■ 読解文:
=====
録音は彼の初期のもので、例えばCD1フローベルガー作品集は1962年、彼が33歳の時のセッションで1640年製のルッカースの小型チェンバロを弾いている。
その他の曲も1968年及び79年に収録されているが、いずれもヒストリカル楽器を使っていてこの内ハインリヒ・シャイデマン、ニコラウス・ブルーンズ、ゲオルク・ベームの数曲はハンブルク聖ヤコビ教会に設置されたアルプ・シュニットガーのオルガン演奏になる。
レオンハルトは早くからヒストリカル楽器に拘っていて、自身歴史的チェンバロのコレクターでもあったが、古楽黎明期にあって博物館の調度品に成り下がっていた古楽器を修復して実際の演奏に供するにはかなりの困難があったと思われる。
また失われてしまった奏法や音律を再構築したり手稿譜の校正に関わる知識の習得などの努力は想像に難くない。
しかし彼は当時普及していたモダン・チェンバロには懐疑的で、常にオリジナルの響きとそこから自ずと生まれ出る独自の表現を開拓する道を選んだ。
この3枚のセットにその研究の成果が示されていると言って良いだろう。
CD2はフランソワ・クープランの伯父ルイ・クープランの3曲の組曲を中心にジャン=アンリ・ダングルベールとマティアス・ベックマンのクラヴサンのための作品を収録しているが、こうしたプログラムも資料として貴重なだけでなく、往時の響きをイメージすることができる最良のサンプルである。
CD3は文字通り17世紀にヨーロッパ各地で活躍した鍵盤音楽の作曲家たちのオン・パレードである。
英国ではトマス・トムキンス、ジョン・ブル、ウィリアム・バード、オルランド・ギボンズ、ジャイルズ・ファーナビー、イタリアではジョヴァンニ・マリア・トラバーチ、ジローラモ・フレスコバルディ、ミケランジェロ・ロッシそしてベルナルド・パスクィーニの作品がチェンバロとオルガンによって再現されている。
低いレベルでノイズが混入しているトラックもあるが音質は概ね良好。
ディアパソンが独自に編集したCDは厳選された演奏が鑑賞者の選択肢として良いサジェスチョンを提供してくれるが、装丁の方はどれも合理性が優先されていて、音楽以外のことにはそれほど頓着しない傾向がある。
このセットは5面開きのデジパックだが、独立したライナー・ノーツは付いておらず、収録曲目の他はわずか1面にレオンハルトと17世紀の鍵盤音楽についてのコメントが記載されているのみだ。
=====
■ 提供資料:
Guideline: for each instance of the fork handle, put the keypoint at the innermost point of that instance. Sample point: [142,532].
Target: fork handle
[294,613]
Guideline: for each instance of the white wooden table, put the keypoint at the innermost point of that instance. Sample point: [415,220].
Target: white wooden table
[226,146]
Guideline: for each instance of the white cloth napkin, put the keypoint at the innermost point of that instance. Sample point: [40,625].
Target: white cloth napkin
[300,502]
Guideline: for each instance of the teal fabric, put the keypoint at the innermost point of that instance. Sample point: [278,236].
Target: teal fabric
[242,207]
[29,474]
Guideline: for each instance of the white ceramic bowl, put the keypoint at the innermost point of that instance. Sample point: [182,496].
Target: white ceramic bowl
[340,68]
=====
読解文で、CD2のプログラムが高く評価されているのはなぜか。本文に書かれている理由を1〜3文で説明せよ。

■ 解答:
CD2は、ルイ・クープランの3曲の組曲を中心に、ダングルベールとベックマンのクラヴサン作品を収めている。このプログラムは資料として貴重であるだけでなく、往時の響きをイメージできる最良のサンプルだからである。